NOTA A SENTENZA: Cass. civ., sez. I, 25 febbraio 2020, ordinanza interlocutoria n. 5078, Pres. Di Virgilio, Est. Lamorgese.
Sommario: 1. Premessa. I fatti di causa. – 2. La decisione.
Premessa. I fatti di causa.
Il Tribunale di “X” dichiarava la cessazione degli effetti civili del matrimonio contratto mediante il rito concordatario da Tizia e Caio, ponendo a carico del secondo l’onere di corrispondere un assegno divorzile in favore della seconda.
Caio proponeva ricorso avverso tale sentenza, ma la Corte d’appello rigettava il gravame e proponeva pertanto ricorso per Cassazione contestando la debenza dell’assegno.
La sentenza della Corte d’appello aveva reso esecutiva la sentenza di nullità del matrimonio, resa dal Tribunale ecclesiastico Regionale Etrusco, ratificata dal Tribunale Ecclesiastico di Flaminio e resa esecutiva dal Supremo Tribunale della Segnatura Apostolica.
La causa veniva rimessa alla Sezione semplice della Corte di cassazione.
La controricorrente rappresentava che non potesse tenersi conto della sentenza del Tribunale Ecclesiastico per due ordini di ragioni: da un lato la sentenza non era ancora passata in giudicato; dall’altro lato, asseriva l’autonomia dei giudizi di divorzio e di riconoscimento della sentenza ecclesiastica di nullità del matrimonio, i quali si differenziano sia in ordine al petitum, sia in ordine alla causa petendi.
La decisione
La prima sezione della Corte di cassazione ha ritenuto infondato l’assunto della controricorrente. Invero, il pendente ricorso per Cassazione di cui riferiva la predetta parte è stato rigettato dalla Corte. Conseguenza immediata di ciò, è stato il passaggio in giudicato della sentenza della Corte fiorentina, la quale ha reso esecutiva la sentenza ecclesiastica con cui si dichiarava la nullità del matrimonio.
La parte controricorrente contestava – inoltre – gli effetti della sentenza ecclesiastica di nullità nel giudizio civile, in relazione alle statuizioni economiche consequenziali al divorzio e afferenti agli ex coniugi.
I giudici hanno osservato al riguardo che la cessazione degli effetti civili del matrimonio è stata dichiarata nel caso di specie dal Tribunale di “X” e che la predetta sentenza non è stata impugnata né in appello, né per Cassazione. Questo ha determinato la formazione del giudicato interno. Invero, ad essere impugnata è stata la sola statuizione afferente all’assegno di divorzio.

* * * * * * * * *

(Compiti da svolgere):
1. Nella nota a sentenza, a carico di chi il Tribunale di “X” ha posto l’onere di corrispondere l’assegno divorzile?
2. Copia dalla nota a sentenza il passo che va da "La parte controricorrente" a "all’assegno di divorzio.", senza cambiare nulla.

* * * * * * * * *

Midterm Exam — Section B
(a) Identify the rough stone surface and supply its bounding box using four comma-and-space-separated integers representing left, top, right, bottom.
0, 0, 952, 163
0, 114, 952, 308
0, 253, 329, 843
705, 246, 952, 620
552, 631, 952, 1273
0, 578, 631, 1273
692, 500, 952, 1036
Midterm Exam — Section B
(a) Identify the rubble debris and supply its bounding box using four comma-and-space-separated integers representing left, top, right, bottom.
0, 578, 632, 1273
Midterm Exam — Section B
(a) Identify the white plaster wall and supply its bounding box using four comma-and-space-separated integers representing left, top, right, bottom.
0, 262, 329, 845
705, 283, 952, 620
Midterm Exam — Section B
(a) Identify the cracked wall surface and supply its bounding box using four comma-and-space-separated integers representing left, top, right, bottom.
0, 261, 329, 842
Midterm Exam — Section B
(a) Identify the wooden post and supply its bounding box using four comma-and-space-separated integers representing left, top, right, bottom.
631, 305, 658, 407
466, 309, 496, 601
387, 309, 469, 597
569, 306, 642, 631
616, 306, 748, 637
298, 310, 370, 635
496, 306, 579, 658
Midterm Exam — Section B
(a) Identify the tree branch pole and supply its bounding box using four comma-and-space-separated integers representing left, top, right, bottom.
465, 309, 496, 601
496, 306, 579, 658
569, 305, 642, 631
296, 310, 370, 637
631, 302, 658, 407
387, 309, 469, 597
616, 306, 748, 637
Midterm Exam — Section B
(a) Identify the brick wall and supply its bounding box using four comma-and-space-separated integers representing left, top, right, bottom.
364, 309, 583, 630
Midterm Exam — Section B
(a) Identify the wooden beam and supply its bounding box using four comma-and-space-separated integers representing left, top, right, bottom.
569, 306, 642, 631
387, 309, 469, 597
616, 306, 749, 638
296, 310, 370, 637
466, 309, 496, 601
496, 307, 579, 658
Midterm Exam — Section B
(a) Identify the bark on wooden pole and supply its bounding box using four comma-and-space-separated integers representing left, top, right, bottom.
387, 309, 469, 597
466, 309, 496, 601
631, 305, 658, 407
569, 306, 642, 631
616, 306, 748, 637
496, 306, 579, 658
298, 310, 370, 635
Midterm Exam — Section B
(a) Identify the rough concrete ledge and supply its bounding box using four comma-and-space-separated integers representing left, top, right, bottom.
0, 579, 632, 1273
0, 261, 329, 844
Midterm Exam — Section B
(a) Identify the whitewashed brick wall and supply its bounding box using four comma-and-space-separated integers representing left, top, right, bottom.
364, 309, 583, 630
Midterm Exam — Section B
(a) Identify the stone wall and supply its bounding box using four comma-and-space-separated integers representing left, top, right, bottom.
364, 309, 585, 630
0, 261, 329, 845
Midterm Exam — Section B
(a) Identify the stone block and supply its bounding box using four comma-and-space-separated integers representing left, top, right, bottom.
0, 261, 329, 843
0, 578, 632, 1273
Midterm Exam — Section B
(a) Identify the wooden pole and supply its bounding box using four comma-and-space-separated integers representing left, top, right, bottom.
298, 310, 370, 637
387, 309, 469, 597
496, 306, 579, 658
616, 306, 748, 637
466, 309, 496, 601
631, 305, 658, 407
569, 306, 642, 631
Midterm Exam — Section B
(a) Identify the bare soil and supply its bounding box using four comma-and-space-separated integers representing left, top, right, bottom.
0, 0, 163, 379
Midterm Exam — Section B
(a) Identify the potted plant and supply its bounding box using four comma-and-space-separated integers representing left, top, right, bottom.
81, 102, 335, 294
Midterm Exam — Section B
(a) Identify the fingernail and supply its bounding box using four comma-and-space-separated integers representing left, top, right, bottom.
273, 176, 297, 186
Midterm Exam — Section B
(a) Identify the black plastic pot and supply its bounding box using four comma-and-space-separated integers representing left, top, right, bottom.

* * * * * * * * *

(I risultati):
1. A carico di Caio.

2.
La parte controricorrente contestava – inoltre – gli effetti della sentenza ecclesiastica di nullità nel giudizio civile, in relazione alle statuizioni economiche consequenziali al divorzio e afferenti agli ex coniugi.
I giudici hanno osservato al riguardo che la cessazione degli effetti civili del matrimonio è stata dichiarata nel caso di specie dal Tribunale di “X” e che la predetta sentenza non è stata impugnata né in appello, né per Cassazione. Questo ha determinato la formazione del giudicato interno. Invero, ad essere impugnata è stata la sola statuizione afferente all’assegno di divorzio.